WHAT IS ASKED: Give as output the line that contains "of the leafy", followed by every remaining line of the entries, unchanged and with nothing added.

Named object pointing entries
--------------------------------------------------

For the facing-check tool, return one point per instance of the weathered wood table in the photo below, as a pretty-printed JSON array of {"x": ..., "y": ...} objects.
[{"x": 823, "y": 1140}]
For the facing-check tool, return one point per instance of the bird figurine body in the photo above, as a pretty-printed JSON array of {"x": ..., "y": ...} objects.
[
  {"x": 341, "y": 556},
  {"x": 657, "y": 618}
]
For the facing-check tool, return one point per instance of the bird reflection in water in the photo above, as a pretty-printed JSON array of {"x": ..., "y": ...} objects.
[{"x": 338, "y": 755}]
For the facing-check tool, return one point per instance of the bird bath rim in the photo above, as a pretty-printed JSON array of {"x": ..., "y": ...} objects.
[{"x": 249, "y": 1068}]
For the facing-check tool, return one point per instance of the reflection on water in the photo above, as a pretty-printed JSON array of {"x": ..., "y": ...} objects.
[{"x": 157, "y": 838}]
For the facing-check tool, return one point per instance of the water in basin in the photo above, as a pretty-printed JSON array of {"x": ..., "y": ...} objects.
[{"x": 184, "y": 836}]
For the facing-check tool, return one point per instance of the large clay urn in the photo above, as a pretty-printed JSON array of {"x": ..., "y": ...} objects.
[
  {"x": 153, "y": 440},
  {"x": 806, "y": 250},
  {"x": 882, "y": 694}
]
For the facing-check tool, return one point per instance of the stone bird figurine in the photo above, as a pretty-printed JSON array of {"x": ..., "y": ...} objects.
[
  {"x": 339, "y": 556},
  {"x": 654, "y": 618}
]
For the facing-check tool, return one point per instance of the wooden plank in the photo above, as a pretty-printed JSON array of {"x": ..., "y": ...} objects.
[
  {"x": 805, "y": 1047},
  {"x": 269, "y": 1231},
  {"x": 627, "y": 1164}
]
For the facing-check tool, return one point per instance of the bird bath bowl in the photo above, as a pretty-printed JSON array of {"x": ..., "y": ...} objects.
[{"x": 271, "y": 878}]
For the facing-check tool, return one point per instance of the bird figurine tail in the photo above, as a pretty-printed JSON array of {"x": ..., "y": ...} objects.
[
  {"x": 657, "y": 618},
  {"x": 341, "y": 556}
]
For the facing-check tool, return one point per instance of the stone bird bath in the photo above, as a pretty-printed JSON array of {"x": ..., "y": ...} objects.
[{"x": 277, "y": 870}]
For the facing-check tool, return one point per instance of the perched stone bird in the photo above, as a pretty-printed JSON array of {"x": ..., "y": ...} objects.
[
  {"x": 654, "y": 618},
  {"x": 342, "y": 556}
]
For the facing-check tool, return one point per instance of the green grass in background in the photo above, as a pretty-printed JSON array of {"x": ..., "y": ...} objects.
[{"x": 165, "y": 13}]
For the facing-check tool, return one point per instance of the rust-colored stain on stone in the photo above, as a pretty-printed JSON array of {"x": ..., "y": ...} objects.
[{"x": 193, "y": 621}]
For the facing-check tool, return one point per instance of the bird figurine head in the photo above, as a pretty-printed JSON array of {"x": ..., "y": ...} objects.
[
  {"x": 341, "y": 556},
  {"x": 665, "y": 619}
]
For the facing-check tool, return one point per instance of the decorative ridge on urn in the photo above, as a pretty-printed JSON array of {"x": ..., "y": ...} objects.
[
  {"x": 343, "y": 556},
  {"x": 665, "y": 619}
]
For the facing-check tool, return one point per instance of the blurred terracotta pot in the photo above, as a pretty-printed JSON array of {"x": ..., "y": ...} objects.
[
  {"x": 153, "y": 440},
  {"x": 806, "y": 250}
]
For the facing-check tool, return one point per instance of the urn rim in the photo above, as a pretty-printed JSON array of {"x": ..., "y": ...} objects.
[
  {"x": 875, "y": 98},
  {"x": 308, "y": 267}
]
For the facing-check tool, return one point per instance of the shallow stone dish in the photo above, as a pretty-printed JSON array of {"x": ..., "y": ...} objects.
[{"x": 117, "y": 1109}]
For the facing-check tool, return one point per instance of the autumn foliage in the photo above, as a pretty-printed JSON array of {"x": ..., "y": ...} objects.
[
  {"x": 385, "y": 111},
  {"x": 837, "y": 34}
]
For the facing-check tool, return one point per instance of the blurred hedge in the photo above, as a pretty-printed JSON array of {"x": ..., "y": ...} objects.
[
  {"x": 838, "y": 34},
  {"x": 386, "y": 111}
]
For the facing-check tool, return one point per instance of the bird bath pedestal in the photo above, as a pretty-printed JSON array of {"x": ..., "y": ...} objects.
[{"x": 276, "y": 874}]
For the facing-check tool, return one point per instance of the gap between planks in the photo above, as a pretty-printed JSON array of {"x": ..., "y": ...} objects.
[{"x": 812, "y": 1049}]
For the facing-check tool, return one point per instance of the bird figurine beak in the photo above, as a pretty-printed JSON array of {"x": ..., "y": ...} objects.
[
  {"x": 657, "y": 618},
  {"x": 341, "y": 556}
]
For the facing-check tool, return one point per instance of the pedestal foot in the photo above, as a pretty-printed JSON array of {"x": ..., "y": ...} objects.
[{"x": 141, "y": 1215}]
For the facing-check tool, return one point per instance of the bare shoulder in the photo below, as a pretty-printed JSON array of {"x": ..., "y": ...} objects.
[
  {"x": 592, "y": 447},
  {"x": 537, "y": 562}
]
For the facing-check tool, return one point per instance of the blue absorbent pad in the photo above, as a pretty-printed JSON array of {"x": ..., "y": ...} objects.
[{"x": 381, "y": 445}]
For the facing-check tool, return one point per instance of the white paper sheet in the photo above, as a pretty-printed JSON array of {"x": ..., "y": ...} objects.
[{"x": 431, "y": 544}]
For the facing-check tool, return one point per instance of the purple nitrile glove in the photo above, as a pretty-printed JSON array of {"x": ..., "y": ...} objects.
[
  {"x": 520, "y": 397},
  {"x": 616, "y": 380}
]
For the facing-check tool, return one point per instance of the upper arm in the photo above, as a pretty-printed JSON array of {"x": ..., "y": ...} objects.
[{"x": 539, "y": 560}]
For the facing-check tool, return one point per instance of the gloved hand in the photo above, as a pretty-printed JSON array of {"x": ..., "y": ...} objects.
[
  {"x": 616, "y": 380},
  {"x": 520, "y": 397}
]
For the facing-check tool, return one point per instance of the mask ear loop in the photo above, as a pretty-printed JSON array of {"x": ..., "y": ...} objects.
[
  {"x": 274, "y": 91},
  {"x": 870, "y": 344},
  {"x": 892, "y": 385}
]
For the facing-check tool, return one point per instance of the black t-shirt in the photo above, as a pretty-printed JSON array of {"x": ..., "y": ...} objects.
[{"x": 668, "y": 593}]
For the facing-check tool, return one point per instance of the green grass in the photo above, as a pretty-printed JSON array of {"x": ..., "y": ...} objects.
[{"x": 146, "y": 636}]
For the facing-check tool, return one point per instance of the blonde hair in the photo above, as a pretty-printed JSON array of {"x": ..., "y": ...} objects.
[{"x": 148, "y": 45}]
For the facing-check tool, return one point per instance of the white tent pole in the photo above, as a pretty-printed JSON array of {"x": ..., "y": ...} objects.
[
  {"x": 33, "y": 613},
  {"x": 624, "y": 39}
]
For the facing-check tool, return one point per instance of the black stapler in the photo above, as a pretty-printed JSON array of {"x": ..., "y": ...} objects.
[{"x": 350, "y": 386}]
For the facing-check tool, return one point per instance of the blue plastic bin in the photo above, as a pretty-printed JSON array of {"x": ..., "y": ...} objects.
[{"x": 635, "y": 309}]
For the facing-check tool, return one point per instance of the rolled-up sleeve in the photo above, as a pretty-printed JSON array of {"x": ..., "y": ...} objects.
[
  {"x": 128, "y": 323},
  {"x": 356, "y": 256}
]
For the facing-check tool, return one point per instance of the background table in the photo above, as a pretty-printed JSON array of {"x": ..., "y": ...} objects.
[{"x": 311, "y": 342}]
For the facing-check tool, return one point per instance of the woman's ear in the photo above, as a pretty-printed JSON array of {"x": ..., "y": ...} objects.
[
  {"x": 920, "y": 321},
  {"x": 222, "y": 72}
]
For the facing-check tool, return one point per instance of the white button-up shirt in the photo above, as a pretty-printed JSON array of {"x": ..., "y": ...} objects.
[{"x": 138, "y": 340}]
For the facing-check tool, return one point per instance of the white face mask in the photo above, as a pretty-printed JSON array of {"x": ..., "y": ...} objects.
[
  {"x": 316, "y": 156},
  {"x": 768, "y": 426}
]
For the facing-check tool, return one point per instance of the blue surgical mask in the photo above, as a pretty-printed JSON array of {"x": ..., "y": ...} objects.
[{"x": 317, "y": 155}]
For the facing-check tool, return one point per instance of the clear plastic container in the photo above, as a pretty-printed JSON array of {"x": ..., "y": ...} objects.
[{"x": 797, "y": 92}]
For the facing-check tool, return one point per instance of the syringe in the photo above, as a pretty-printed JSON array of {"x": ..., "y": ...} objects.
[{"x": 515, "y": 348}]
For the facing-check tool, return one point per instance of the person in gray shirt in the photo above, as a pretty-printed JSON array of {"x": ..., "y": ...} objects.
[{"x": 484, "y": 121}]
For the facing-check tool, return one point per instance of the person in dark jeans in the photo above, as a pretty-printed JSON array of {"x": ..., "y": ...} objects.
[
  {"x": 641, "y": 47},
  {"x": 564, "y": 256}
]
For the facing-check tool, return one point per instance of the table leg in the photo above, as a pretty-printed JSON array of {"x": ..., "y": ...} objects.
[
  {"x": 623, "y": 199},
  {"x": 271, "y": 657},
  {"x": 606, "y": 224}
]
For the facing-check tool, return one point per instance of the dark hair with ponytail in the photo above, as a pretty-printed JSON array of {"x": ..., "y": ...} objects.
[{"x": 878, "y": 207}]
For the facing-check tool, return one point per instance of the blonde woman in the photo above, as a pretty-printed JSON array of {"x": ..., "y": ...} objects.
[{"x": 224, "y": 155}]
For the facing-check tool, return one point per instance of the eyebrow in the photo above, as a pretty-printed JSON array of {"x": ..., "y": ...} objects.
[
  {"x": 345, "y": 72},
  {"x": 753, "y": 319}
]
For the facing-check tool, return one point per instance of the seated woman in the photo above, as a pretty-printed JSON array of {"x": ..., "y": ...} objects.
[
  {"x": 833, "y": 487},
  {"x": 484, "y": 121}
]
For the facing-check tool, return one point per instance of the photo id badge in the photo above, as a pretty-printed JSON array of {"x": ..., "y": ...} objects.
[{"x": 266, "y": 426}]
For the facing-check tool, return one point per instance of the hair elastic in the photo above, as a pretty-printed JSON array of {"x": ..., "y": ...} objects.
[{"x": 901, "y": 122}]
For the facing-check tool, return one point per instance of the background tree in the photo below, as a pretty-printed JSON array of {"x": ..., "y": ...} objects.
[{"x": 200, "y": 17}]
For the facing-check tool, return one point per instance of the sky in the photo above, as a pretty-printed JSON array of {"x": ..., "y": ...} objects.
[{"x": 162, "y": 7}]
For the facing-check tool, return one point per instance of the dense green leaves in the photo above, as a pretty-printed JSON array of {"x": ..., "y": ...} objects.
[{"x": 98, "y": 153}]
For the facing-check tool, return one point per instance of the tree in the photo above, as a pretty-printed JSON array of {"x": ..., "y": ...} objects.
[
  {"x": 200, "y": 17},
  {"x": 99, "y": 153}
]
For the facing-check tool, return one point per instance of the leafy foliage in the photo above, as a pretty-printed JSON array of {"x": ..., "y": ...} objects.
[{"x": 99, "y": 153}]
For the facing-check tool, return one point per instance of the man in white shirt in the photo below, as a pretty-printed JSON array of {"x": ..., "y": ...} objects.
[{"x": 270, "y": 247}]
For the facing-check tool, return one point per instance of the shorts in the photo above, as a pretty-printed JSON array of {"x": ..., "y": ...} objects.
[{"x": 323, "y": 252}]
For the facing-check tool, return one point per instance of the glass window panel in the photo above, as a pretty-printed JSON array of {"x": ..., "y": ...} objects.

--------------------------------------------------

EXPECTED OUTPUT:
For the facing-check tool, return one point per instance of the leafy foliage in the photo above, as a pretty-printed JSON array of {"x": ..., "y": ...} objects.
[{"x": 99, "y": 153}]
For the facing-check tool, return one point per instance of the man in white shirt in the photo below, as a pretty-printed JSON array of {"x": ..., "y": ...} objects.
[{"x": 270, "y": 247}]
For the facing-check tool, return one point per instance of the shorts in the photo above, as a pretty-printed JSON array of {"x": ..., "y": ...} objects.
[{"x": 323, "y": 252}]
For the facing-check tool, return one point per instance of the glass window panel in the photo above, as a pretty-printed JSON array of {"x": ..., "y": ...} objects.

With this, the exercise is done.